▶ _REQUIREMENT_: Your answer must be the exact lines from the one holding "of the ponytail" through the final line of the records below, both included, and nothing more.

▶ _EXERCISE DATA_:
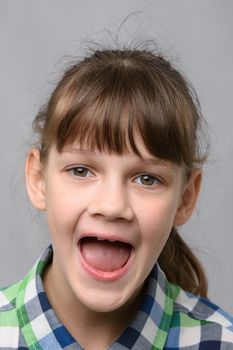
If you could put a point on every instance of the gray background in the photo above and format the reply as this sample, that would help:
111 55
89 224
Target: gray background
196 34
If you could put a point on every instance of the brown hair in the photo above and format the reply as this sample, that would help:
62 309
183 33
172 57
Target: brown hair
102 99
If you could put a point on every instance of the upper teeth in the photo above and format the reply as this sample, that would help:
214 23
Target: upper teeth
103 239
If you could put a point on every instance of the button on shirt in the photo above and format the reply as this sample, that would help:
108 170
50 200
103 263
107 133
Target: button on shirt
168 318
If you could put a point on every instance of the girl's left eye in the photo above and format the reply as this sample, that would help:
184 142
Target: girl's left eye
147 180
80 171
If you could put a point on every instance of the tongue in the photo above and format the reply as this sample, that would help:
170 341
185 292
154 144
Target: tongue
104 255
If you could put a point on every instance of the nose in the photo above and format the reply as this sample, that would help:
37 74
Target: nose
111 200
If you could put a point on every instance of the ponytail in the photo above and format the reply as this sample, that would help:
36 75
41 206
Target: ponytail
181 267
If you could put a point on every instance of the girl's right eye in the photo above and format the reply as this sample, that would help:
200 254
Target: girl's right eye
80 171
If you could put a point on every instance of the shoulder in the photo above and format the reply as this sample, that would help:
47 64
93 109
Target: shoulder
9 324
199 323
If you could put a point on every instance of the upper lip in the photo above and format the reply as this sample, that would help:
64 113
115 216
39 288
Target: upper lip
106 236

▶ _RESPONSE_:
If you could put a point on every instance of the ponytail in the photo above and format the reply as this sample, that would help:
36 75
41 206
Target: ponytail
181 267
If you could put a point on every instance of the girl's right eye in the photo above and format the reply as this sample, that would help:
200 254
Target: girl's right eye
80 171
If you could put a point on every instance of the shoulder in the photo above and format the reply as this sample, that would help:
47 64
93 109
Target: shoulder
9 324
199 323
If you could put a point on every instance of the upper lip in the photo above and format the reply as this sample, that would help:
64 113
115 216
39 288
Target: upper lip
106 236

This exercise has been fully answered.